ARTICLE:
# # # #

Samuel Beckett – Fin
de partie (1957)
Aussitôt qu’un homme vient à la vie, il est déjà assez
vieux pour mourir.
Heidegger – Etre et
temps, § 48
Voyez ces jeunes gens qui s’aiment. Leur histoire d’amour
vient juste d’éclore et ils se découvrent mutuellement avec ravissement. Ils
font rimer amour avec toujours : « Jamais je ne te quitterai, même la
mort ne pourra pas nous séparer. » La profondeur et l’intensité de leur
sentiment sont si forts qu’elles constituent, comme la foi religieuse, une
preuve plus que suffisante que cet engagement soit nécessairement éternel.
o-o-o
Mais il y a plus : le petit enfant nous semble un
être destiné à vivre, quelqu’un qui ne peut subir la mort. Et pourtant cette
réalité que le bébé peut lui aussi mourir, Heidegger nous met « le nez
dedans » : tant pis pour nous si ça nous scandalise – oui, le petit
enfant peut lui aussi mourir, il est déjà
assez vieux pour mourir.

# # # #

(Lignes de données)
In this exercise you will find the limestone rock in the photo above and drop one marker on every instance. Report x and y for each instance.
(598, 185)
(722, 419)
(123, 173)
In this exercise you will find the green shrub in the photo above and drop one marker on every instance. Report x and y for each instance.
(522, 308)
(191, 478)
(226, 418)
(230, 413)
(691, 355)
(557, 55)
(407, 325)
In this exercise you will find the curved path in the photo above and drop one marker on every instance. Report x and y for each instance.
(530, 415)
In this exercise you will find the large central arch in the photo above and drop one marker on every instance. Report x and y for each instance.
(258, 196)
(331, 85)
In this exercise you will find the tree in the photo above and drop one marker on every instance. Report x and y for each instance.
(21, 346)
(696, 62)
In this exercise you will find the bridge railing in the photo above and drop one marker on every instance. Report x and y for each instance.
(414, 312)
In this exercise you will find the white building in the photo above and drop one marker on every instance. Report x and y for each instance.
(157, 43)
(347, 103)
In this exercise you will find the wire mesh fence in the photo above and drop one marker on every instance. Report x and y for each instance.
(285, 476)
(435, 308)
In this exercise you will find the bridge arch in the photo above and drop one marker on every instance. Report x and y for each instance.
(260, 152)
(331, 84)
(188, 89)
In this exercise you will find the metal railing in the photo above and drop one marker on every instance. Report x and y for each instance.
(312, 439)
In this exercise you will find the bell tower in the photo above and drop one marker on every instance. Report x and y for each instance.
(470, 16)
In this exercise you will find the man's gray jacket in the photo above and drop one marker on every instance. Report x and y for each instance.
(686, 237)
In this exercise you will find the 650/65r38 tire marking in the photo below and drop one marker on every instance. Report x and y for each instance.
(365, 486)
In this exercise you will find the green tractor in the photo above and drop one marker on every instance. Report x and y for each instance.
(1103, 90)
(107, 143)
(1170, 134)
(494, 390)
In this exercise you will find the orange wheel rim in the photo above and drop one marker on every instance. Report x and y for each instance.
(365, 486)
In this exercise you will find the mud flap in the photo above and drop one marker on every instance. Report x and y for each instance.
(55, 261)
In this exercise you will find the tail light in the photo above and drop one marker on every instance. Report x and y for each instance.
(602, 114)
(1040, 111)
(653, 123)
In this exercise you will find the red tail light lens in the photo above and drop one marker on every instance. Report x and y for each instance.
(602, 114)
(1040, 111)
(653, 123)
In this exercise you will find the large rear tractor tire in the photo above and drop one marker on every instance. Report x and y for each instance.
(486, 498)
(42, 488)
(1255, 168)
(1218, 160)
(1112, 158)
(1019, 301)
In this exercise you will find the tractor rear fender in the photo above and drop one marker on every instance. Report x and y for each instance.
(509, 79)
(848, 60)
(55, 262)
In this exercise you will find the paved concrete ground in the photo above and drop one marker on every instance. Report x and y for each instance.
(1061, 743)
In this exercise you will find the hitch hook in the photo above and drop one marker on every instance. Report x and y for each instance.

# # # #

PROBLÈME À RÉSOUDRE: Recopiez mot pour mot le passage de l'article qui commence par « Aussitôt qu’un homme » et s'arrête après « soit nécessairement éternel. ». Appuyez-vous seulement sur l'article.

RÉPONSE FINALE:
Aussitôt qu’un homme vient à la vie, il est déjà assez
vieux pour mourir.
Heidegger – Etre et
temps, § 48
Voyez ces jeunes gens qui s’aiment. Leur histoire d’amour
vient juste d’éclore et ils se découvrent mutuellement avec ravissement. Ils
font rimer amour avec toujours : « Jamais je ne te quitterai, même la
mort ne pourra pas nous séparer. » La profondeur et l’intensité de leur
sentiment sont si forts qu’elles constituent, comme la foi religieuse, une
preuve plus que suffisante que cet engagement soit nécessairement éternel.